Problem description: Can you reproduce only the lines between the one holding "of the coastal" and the one holding "[[298, 315]]", inclusive, keeping each request unchanged but multiplying every x and y coordinate in the answers by 1.6? Round each result to a whole number, with halves going up.

===============

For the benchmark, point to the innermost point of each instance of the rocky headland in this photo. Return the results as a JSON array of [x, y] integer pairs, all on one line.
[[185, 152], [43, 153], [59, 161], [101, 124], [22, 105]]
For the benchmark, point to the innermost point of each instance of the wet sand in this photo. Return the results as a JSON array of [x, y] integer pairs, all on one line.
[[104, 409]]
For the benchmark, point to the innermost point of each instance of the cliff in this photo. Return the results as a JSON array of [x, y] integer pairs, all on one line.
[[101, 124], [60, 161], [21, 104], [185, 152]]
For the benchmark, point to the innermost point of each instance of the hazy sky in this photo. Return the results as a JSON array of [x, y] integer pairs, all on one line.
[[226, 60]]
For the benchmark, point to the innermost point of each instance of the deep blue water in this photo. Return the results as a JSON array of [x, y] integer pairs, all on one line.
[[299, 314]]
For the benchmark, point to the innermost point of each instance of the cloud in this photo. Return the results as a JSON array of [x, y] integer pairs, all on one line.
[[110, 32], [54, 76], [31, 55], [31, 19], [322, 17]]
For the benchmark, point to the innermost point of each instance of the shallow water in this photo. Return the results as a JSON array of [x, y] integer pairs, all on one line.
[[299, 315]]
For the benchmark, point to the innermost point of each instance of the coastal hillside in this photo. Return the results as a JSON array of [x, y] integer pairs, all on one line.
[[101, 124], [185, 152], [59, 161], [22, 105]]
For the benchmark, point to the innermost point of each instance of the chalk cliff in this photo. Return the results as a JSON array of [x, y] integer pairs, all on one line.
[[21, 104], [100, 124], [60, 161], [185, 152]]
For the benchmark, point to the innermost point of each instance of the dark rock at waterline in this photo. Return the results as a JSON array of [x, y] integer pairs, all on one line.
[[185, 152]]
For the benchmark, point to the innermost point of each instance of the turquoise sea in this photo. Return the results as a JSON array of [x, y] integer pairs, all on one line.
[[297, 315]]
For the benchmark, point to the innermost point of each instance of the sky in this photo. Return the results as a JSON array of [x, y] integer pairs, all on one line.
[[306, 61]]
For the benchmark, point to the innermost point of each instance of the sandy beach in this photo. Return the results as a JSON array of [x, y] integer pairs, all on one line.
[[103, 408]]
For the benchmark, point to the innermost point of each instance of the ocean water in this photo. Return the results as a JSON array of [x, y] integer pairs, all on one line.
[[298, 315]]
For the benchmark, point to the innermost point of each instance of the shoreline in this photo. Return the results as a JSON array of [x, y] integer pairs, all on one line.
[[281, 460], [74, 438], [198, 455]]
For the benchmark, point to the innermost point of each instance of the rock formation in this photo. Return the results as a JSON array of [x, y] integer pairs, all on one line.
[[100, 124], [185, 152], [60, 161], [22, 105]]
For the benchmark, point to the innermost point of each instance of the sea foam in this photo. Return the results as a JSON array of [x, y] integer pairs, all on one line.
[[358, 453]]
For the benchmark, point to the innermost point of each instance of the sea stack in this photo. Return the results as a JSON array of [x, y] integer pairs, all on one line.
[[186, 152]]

===============

Completed task:
For the benchmark, point to the innermost point of each instance of the coastal hillside in this photo. Return the results as a JSON array of [x, y] integer pairs, all on one line.
[[162, 198], [296, 243], [94, 258], [35, 168]]
For the benchmark, point to the innermost point of each instance of the chalk cliff in this photo. Return the results as a JSON array of [x, y] integer pairs, all on one line.
[[34, 166], [160, 198], [96, 258], [296, 243]]
For the benchmark, point to the innermost point of each instance of the dark rock at waterline in this photo. Return the results as a JSON array of [x, y] integer pairs, all on one line.
[[296, 243]]
For the benchmark, point to the innermost point of each instance of the turquoise sea in this photo. Return the results as a JSON array of [x, y] integer pairs, all on one line.
[[475, 504]]
For the benchmark, point to the innermost point of each instance of the sky in this photo. Return the results as a JSON array of [x, y] integer pairs, all on one line.
[[490, 98]]
For the benchmark, point to the innermost point of each instance of the sandy beach in this photo. Return the results as a JSON array of [x, y] integer pairs, all on one line.
[[165, 653]]
For the benchmark, point to the innermost point of each instance of the ocean water in this photo. Return the results as a JSON array of [x, y] integer pairs, all on one line.
[[477, 504]]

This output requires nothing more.